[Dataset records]

# # # # #

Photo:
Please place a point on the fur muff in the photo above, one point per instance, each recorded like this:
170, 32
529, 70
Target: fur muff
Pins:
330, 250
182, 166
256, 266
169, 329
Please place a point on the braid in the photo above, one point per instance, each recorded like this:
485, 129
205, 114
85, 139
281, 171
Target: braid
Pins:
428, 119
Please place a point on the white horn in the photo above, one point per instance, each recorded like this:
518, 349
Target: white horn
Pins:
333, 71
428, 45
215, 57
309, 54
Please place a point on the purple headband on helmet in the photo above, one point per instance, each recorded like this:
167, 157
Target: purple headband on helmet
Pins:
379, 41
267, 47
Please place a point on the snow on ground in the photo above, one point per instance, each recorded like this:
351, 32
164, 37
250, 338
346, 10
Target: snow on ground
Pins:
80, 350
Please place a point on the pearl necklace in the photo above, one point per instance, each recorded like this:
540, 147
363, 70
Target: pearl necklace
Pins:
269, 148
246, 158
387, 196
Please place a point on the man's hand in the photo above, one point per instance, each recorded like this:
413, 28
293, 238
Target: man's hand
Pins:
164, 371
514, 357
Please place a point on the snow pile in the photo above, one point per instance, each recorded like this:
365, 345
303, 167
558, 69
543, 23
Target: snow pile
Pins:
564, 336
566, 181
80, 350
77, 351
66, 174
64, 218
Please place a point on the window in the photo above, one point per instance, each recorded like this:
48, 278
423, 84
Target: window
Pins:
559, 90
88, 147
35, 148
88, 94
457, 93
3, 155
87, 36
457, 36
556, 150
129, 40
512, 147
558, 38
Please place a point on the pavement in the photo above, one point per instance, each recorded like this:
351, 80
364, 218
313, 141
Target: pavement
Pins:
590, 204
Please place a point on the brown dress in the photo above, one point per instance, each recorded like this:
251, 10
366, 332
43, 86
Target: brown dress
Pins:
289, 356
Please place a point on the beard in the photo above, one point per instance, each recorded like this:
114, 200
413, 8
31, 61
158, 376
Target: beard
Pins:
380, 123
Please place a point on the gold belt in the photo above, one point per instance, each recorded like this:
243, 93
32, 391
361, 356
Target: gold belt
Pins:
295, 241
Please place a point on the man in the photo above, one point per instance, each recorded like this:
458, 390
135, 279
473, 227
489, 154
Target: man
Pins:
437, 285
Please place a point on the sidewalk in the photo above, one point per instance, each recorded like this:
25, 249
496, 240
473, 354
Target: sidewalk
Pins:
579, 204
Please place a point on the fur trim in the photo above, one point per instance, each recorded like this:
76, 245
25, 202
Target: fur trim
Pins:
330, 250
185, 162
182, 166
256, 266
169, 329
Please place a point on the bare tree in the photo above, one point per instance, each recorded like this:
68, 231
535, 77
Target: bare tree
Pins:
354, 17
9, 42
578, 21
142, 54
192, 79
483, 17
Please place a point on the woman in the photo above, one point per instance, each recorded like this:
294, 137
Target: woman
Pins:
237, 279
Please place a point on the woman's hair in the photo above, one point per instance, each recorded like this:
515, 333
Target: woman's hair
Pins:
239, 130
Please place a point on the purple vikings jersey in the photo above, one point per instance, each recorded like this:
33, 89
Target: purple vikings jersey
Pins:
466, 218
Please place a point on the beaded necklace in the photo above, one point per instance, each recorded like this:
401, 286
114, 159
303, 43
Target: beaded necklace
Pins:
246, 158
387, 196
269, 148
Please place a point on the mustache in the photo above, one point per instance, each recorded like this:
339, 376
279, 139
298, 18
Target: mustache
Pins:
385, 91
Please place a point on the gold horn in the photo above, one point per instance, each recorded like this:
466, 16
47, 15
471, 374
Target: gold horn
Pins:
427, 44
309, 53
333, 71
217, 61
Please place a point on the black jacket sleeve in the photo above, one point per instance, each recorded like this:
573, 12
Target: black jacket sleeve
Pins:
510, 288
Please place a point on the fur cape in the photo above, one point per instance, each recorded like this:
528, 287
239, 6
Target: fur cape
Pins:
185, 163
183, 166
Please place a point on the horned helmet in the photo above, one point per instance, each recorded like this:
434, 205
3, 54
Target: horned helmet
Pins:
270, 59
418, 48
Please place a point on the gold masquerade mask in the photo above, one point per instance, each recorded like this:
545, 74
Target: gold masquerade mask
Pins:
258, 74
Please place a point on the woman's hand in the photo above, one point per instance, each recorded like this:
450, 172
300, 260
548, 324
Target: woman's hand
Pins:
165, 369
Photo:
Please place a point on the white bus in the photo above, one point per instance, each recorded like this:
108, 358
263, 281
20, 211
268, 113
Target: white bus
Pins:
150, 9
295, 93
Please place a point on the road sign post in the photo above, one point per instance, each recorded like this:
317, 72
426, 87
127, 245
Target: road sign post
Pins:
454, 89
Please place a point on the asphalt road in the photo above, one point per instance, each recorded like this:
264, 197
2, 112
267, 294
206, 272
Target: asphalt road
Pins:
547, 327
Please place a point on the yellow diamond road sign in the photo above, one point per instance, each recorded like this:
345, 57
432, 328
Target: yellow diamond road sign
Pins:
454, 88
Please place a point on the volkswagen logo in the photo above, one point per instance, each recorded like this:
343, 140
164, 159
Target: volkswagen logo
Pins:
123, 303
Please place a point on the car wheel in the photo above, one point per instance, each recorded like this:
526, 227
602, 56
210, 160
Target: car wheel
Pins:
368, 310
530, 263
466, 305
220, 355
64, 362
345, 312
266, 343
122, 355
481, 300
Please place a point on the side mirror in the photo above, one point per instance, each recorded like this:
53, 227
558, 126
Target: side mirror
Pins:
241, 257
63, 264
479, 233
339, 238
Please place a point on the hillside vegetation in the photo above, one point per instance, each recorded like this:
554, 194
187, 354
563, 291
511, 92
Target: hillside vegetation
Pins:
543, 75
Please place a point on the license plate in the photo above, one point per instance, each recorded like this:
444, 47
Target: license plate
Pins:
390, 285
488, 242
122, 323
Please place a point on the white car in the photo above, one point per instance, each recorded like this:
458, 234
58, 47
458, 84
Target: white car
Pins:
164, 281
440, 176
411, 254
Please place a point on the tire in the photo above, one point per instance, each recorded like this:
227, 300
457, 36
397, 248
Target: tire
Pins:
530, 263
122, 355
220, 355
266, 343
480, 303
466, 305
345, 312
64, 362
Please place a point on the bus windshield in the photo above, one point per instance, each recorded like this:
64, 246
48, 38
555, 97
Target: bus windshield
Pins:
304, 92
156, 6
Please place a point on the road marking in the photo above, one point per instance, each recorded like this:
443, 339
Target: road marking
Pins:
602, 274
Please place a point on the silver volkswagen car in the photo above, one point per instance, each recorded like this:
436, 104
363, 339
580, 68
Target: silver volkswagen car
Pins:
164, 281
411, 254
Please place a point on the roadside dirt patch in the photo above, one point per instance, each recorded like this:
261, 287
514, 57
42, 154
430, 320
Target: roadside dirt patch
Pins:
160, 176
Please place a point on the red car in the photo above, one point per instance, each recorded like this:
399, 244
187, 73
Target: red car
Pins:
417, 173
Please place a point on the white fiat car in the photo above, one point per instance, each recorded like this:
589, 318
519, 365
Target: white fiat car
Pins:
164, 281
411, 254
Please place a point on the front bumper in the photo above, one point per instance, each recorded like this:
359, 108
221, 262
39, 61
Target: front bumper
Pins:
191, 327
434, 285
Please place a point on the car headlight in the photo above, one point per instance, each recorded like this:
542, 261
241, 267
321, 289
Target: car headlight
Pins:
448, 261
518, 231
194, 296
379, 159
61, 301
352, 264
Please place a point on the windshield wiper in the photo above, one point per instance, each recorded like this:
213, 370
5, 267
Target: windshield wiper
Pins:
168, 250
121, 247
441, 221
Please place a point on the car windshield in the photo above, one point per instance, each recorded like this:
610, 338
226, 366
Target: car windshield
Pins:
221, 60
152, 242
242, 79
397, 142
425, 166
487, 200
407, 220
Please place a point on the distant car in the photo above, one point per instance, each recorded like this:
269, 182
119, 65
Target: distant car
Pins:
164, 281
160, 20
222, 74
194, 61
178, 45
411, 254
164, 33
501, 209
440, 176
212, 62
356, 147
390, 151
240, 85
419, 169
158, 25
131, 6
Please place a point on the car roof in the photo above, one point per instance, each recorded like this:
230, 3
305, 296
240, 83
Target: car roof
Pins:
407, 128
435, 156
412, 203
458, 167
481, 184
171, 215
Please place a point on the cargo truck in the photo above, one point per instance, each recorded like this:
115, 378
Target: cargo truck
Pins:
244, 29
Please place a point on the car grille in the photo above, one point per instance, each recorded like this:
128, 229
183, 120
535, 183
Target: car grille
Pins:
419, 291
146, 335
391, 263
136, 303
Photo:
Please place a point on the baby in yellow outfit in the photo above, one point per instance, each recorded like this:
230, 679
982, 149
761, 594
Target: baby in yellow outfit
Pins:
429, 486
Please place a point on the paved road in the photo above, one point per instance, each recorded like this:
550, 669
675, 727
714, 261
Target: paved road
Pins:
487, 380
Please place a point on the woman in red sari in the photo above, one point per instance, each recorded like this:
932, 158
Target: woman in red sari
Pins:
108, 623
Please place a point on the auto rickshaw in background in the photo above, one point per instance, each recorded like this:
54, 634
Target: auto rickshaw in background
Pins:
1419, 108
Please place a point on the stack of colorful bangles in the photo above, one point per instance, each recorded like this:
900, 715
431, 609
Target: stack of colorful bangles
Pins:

# # # # #

Output exactly the lines from the one containing "Please place a point on the windshield" through the last line of the entries, both ends included.

### PROBLEM SOLUTION
Please place a point on the windshield wiper in the photo above, one point per instance, each recorded like this:
213, 370
5, 267
Target: windshield wiper
Pins:
168, 250
121, 247
441, 221
Please place a point on the car windshield in the photo above, one point per instance, each recorded like this:
610, 338
226, 366
Target: car windshield
Pins:
221, 60
152, 242
242, 79
397, 142
425, 166
487, 200
407, 220
Please place a point on the distant car in the photo above, one point per instance, each recorded like this:
269, 182
119, 65
Target: distant car
Pins:
164, 281
160, 20
222, 74
194, 61
178, 45
411, 254
164, 33
501, 209
440, 176
212, 62
356, 147
390, 151
240, 85
419, 169
158, 25
131, 6
Please place a point on the car roof in the photo above, one point per instance, each recorded like this:
230, 3
305, 296
240, 83
Target: car roof
Pins:
407, 128
435, 156
412, 203
458, 167
481, 184
171, 215
Please place a point on the cargo truck in the photo above, one point per instance, each recorded like this:
115, 378
Target: cargo truck
Pins:
244, 29
Please place a point on the car grille in the photo above, one point per instance, each recorded like this:
128, 229
183, 120
535, 183
Target: car grille
Pins:
419, 291
146, 335
391, 263
136, 303
Photo:
Please place a point on the baby in yellow outfit in the photo above, one point per instance, each recorded like this:
230, 679
982, 149
761, 594
Target: baby in yellow outfit
Pins:
429, 486
Please place a point on the paved road in the photo above, one point per instance, each recorded like this:
550, 669
675, 727
714, 261
Target: paved road
Pins:
487, 380
Please place a point on the woman in red sari in the photo above, one point per instance, each recorded like this:
932, 158
Target: woman in red sari
Pins:
108, 623
Please place a point on the auto rickshaw in background in the photo above, one point per instance, each recorded like this:
54, 634
Target: auto rickshaw in background
Pins:
1419, 108
Please place a point on the stack of colorful bangles in the photo above, one point per instance, each recorded like this:
900, 715
431, 609
Target: stack of colorful bangles
Pins:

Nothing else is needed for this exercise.